**Dataset records:**
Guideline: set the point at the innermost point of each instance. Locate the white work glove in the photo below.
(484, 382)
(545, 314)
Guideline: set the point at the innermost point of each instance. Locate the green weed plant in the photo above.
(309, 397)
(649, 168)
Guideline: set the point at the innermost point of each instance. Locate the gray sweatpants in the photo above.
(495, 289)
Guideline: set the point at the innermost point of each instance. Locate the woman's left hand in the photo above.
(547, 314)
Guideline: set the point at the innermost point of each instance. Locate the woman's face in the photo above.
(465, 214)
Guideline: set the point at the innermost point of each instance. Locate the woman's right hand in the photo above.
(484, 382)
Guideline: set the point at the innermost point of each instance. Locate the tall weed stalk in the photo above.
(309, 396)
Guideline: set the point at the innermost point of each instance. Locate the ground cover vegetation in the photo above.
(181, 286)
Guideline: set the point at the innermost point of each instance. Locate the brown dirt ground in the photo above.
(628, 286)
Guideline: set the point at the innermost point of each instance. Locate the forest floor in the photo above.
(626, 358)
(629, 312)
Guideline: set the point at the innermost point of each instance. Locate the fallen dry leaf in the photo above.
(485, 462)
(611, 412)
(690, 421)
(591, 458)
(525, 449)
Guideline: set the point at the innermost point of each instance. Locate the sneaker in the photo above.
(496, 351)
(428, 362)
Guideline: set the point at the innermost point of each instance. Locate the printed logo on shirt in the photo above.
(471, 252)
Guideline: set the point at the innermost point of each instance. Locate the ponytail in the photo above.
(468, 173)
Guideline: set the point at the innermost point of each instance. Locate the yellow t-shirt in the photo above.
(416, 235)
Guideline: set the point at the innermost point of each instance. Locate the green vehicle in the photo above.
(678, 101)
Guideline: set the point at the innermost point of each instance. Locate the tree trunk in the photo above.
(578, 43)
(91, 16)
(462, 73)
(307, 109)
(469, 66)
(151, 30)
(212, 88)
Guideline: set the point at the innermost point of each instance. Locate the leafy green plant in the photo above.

**Given instruction:**
Rewrite the rows from the line containing "sweatpants in the photo above." through the end of the rows, both included. Keep each request unchanged, but multiply every coordinate in the answers by 2.45 and round it to a whole number, rounding halves up; give only those lines.

**Finished exercise:**
Guideline: set the point at the innermost point of each instance. Locate the gray sweatpants in the photo above.
(1213, 708)
Guideline: set the point at the innermost point of each instance. Locate the woman's left hand in the photo above.
(1340, 769)
Guideline: set the point at the innermost point of each instance. Locate the woman's face in the photo above.
(1139, 524)
Guideline: set the point at the innermost point of each instance. Locate the woman's right hand in the photo above.
(1186, 936)
Guideline: set the point at the innermost point of each instance. Locate the tall weed stalk in the photo above.
(757, 970)
Guideline: set the point at the innermost point of each instance. Locate the ground cover vegetation in the photo above.
(443, 701)
Guideline: set the point at the innermost point of each instance. Locate the brown dirt ground in the photo above.
(1539, 701)
Guideline: set the point at the innermost point of each instance. Locate the forest floor in the photo above.
(1534, 877)
(1541, 764)
Guideline: set the point at the innermost point of each instance. Locate the fallen dry leaf in the photo above.
(1188, 1132)
(1497, 1009)
(1691, 1031)
(1448, 1122)
(1286, 1100)
Guideline: set the point at the innermost point of each instance. Locate the sneaker in the photo above.
(1215, 860)
(1049, 887)
Guideline: set the point at the innermost point of each instance. Locate the printed logo on shirt in the photo above.
(1154, 617)
Guideline: set the point at the innermost point of each instance. Locate the ponytail in the photo above.
(1147, 424)
Guideline: set the point at the innermost point of each instance. Locate the yellow t-shirt in the photo above.
(1019, 576)
Guideline: set the point at the innermost point of each instance. Locate the green vehicle in the photo above.
(1661, 247)
Guideline: set the point at the innermost point of each instance. Locate the tree trunk in the photo above.
(1416, 105)
(223, 39)
(1132, 179)
(752, 267)
(1149, 162)
(370, 74)
(519, 216)
Guideline: set the point at the innermost point of each instance. Locate the leafy green plant in the photo above.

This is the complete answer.